# Page:
▬▬▬▬▬▬▬▬▬▬

It isn't so much predicting what the program is likely to do, but rather it is understanding the current state of the machine and how that affects the next state of the machine, which lets you follow each state, or step.

And the thing about generic algorithms is that they are not specifically computing concepts - they are really just methods of breaking down a larger problem into a more easily described set of smaller steps (or states) which lead to a desired end state when performed in sequence.

For example, walking around the block can be described as an algorithm (assumes you live on a square block):

You could also show this as a Flow Chart in which each step between Start and Done is represented as a square with its action written inside, and each square connected by a line, or "flow", with an arrow showing the direction of flow from one state (corner) to the next.

You already think of some things algorithmically, but you are trying to learn programming as "code" and are not thinking of programs as algorithms, which is blocking you from understanding what they are doing.

Your LQ signature expresses a couple of algorithms, even though you do not think of them as such:

The main point here is to get you to begin thinking of what a program does, or what you want it to do as an algorithm first, and only as code after you can walk around the algorithm clearly in your head, or on paper, or in a drawing program such as Umlet!

▬▬▬▬▬▬▬▬▬▬

# Data supplied:
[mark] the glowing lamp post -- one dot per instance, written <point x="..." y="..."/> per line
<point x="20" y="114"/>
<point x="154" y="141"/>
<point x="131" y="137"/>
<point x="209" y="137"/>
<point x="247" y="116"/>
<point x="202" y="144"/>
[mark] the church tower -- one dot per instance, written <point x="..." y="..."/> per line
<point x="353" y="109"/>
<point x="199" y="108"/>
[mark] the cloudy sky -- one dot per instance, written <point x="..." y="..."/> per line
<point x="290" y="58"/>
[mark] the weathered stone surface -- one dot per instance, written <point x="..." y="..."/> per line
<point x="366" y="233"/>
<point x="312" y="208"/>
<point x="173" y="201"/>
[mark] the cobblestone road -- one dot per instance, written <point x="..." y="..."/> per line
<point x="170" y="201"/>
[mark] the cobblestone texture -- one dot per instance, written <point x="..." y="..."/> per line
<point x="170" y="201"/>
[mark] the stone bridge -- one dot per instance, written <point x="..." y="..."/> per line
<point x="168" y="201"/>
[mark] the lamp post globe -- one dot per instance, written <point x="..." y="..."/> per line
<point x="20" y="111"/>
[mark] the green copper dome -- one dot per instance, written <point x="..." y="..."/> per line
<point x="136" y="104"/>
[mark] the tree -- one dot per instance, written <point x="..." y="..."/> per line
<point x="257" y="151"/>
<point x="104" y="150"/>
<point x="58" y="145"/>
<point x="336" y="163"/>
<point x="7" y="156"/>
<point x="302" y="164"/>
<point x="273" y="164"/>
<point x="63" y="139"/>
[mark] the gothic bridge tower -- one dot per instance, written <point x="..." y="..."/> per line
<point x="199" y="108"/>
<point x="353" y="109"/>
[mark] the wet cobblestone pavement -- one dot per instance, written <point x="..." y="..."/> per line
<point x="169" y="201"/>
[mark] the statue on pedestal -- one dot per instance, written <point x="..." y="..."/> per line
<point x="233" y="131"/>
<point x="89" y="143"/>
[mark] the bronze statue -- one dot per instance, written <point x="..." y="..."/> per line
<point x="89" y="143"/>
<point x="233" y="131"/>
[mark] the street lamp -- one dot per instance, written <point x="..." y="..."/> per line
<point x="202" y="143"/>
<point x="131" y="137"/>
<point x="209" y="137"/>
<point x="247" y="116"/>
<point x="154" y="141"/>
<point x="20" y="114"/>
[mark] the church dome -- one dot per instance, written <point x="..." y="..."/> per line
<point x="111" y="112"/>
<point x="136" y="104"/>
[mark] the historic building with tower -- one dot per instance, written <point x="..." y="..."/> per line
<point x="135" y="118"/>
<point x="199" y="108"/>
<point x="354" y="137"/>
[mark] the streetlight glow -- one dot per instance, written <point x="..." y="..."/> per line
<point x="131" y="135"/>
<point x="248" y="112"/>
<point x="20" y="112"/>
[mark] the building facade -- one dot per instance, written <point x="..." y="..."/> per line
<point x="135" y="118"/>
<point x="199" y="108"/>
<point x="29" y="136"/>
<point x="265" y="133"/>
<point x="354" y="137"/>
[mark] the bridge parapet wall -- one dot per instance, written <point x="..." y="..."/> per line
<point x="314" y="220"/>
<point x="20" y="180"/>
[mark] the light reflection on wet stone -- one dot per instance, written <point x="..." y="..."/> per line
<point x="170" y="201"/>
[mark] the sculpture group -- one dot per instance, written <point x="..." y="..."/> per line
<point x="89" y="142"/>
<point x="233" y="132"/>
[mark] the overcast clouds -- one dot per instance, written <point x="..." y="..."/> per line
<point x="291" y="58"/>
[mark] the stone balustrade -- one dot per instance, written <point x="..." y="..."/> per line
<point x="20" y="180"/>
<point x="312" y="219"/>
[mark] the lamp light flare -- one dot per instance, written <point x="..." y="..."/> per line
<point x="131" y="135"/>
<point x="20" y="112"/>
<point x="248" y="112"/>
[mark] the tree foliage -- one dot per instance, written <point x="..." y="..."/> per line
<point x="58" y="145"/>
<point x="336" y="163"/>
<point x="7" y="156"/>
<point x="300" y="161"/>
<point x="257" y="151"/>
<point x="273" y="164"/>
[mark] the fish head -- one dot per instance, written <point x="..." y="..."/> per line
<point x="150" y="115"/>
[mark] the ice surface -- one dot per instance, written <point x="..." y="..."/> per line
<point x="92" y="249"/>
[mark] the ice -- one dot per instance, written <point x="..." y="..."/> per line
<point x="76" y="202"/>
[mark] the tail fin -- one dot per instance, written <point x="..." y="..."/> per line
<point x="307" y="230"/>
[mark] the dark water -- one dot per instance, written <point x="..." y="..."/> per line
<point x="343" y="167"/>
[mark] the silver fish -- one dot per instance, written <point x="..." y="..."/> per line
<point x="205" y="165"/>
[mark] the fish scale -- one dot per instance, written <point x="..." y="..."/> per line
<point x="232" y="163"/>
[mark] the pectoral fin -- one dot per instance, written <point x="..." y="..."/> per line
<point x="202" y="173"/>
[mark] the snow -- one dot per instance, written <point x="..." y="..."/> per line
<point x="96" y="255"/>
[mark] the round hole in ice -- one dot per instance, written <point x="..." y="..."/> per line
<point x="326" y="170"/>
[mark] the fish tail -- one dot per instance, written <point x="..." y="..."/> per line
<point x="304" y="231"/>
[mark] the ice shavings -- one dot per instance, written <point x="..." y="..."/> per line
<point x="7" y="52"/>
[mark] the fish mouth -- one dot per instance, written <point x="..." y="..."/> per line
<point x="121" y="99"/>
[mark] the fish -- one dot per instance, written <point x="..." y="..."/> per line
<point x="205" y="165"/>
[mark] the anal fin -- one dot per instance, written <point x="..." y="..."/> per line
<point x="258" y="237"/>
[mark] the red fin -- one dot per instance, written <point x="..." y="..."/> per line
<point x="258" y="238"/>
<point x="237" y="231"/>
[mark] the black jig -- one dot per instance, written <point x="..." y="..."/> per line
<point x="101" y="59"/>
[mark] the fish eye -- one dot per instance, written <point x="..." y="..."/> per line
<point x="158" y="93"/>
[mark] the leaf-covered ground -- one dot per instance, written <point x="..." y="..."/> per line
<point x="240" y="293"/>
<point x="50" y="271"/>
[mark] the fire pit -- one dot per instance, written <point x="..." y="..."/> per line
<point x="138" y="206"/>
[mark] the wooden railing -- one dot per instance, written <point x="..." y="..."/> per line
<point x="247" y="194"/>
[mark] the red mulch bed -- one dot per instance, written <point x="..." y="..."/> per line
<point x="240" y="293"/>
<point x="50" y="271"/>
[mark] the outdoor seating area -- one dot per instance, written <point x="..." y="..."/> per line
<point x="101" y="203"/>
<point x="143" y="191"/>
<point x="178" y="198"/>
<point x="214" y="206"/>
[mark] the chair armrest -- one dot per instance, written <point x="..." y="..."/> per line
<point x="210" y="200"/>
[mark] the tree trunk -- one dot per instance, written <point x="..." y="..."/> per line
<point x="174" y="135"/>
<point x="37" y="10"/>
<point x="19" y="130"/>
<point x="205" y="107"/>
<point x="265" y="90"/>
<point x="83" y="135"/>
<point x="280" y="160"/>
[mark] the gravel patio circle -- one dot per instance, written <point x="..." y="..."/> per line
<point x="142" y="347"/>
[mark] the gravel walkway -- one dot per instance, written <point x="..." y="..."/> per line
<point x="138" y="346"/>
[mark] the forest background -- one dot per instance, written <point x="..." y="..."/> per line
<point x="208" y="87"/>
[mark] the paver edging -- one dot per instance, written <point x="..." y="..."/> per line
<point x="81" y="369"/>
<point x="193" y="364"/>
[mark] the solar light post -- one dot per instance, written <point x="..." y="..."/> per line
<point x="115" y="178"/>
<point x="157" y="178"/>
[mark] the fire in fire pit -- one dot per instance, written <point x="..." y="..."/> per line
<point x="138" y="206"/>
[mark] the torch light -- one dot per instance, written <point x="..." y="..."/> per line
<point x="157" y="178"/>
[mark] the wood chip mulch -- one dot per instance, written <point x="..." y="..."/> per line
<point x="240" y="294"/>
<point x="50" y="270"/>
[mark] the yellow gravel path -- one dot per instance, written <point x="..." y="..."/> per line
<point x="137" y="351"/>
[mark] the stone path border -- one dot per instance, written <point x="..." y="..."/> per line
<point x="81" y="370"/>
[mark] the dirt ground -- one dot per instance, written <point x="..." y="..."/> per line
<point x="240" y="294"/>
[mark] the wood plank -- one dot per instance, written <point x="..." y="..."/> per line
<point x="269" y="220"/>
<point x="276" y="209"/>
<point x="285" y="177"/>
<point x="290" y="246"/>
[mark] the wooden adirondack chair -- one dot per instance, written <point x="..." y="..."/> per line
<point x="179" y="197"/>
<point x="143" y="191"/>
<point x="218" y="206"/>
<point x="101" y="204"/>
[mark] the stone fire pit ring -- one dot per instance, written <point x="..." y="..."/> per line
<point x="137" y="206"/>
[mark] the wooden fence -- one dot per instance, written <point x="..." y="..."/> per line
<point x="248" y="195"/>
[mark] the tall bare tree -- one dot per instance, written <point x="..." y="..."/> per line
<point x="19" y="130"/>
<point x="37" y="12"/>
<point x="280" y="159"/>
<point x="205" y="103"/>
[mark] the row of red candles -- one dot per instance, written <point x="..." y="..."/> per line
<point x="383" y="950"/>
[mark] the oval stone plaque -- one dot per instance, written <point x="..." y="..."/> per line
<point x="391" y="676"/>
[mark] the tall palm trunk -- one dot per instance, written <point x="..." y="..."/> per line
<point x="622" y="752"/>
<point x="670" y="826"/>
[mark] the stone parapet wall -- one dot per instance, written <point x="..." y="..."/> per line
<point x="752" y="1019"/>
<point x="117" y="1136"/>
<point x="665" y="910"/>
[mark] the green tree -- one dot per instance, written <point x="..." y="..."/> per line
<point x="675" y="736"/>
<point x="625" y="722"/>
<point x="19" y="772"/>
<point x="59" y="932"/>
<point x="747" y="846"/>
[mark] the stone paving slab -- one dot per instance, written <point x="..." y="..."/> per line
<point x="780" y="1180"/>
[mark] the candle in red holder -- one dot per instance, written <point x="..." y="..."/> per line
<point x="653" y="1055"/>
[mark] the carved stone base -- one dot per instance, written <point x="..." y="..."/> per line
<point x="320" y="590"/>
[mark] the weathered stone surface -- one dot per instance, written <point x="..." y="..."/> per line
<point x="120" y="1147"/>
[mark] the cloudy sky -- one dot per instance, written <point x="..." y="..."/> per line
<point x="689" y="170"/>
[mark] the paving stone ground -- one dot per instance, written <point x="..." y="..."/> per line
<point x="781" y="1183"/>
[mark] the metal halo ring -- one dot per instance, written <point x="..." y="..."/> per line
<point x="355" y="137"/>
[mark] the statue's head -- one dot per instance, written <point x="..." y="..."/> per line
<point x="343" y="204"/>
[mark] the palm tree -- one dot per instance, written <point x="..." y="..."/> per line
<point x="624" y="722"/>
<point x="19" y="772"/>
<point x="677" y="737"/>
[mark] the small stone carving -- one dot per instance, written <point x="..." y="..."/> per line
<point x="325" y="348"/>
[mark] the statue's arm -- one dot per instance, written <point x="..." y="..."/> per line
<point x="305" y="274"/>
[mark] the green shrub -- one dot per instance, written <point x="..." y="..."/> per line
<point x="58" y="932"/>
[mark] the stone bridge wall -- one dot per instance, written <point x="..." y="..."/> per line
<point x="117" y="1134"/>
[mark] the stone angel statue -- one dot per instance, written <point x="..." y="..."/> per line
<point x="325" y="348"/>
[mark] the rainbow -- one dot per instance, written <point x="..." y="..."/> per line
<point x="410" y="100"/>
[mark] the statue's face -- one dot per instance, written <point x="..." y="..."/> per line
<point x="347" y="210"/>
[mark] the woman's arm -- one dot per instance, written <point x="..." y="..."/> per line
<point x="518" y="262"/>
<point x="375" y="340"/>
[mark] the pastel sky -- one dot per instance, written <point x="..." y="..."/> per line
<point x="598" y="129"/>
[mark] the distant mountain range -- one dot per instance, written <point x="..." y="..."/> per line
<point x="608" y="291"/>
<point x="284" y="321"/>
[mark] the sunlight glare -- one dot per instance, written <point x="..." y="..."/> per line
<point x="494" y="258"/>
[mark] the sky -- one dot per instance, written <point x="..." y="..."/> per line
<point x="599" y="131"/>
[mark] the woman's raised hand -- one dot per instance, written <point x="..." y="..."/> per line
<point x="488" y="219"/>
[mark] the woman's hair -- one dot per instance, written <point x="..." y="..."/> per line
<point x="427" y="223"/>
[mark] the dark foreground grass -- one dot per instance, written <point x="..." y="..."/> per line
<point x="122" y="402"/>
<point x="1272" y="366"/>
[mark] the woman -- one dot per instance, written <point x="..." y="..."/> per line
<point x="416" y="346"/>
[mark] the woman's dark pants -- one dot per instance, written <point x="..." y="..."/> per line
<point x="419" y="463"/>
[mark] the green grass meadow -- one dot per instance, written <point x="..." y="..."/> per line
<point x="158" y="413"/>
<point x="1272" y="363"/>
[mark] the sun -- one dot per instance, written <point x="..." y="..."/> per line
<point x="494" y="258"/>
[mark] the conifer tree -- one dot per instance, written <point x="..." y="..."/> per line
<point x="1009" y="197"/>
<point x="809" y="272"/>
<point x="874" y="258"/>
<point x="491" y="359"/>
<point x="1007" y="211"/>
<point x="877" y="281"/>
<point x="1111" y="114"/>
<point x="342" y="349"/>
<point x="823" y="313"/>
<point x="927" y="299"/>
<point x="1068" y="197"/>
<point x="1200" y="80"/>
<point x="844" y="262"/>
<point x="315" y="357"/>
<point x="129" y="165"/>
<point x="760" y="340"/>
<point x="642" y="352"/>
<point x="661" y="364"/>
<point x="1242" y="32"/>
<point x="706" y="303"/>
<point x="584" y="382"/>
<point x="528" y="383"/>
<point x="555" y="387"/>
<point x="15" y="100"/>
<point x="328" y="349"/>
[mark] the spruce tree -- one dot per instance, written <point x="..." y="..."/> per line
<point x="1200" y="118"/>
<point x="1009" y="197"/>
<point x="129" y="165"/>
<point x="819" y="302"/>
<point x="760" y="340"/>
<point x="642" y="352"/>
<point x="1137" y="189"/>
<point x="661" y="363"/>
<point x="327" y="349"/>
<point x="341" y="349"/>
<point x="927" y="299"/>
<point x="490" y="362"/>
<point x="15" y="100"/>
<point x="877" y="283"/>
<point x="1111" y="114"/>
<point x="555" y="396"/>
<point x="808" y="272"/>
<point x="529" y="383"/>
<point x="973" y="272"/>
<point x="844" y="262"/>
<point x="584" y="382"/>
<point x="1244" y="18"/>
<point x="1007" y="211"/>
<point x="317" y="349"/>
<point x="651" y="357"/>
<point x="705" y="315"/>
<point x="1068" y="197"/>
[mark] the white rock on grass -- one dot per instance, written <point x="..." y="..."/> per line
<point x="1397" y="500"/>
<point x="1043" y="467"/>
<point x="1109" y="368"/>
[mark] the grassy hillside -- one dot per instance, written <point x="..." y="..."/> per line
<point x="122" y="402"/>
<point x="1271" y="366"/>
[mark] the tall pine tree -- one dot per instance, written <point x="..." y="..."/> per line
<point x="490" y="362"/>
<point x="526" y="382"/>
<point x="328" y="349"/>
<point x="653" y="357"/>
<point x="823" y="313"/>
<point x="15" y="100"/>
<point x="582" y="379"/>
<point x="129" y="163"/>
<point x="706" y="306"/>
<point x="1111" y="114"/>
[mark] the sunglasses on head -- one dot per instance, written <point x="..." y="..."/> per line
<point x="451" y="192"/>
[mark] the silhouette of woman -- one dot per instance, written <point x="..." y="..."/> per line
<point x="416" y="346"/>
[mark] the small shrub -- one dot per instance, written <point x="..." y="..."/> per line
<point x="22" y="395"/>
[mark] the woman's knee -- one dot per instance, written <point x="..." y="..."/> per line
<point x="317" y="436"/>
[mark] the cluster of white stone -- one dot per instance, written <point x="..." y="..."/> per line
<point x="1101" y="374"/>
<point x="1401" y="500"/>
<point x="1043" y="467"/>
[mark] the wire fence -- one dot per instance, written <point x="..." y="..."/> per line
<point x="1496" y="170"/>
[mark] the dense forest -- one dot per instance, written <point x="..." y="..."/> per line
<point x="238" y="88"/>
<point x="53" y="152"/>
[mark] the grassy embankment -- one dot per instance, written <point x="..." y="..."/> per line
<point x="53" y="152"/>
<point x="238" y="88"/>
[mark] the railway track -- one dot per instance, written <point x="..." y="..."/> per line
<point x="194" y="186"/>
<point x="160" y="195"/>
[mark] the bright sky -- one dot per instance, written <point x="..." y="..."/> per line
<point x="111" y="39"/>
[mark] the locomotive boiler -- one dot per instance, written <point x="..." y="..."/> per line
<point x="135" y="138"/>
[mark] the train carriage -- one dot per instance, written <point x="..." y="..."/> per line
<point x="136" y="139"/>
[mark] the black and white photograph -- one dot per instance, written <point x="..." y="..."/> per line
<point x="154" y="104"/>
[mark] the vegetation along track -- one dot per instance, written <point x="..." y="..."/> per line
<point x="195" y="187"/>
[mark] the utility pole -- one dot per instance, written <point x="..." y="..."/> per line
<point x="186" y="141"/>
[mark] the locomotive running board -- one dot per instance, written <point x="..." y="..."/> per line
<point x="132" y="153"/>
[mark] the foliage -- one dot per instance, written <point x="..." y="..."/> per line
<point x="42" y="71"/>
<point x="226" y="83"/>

▬▬▬▬▬▬▬▬▬▬

# Short problem:
Answer these questions from the post about algorithms:
(a) In the flow chart described, how is each step between Start and Done represented?
(b) What assumption does the walking-around-the-block example make?
(c) Which drawing program is named?

# Answer to the problem:
(a) As a square with its action written inside.
(b) That you live on a square block.
(c) Umlet.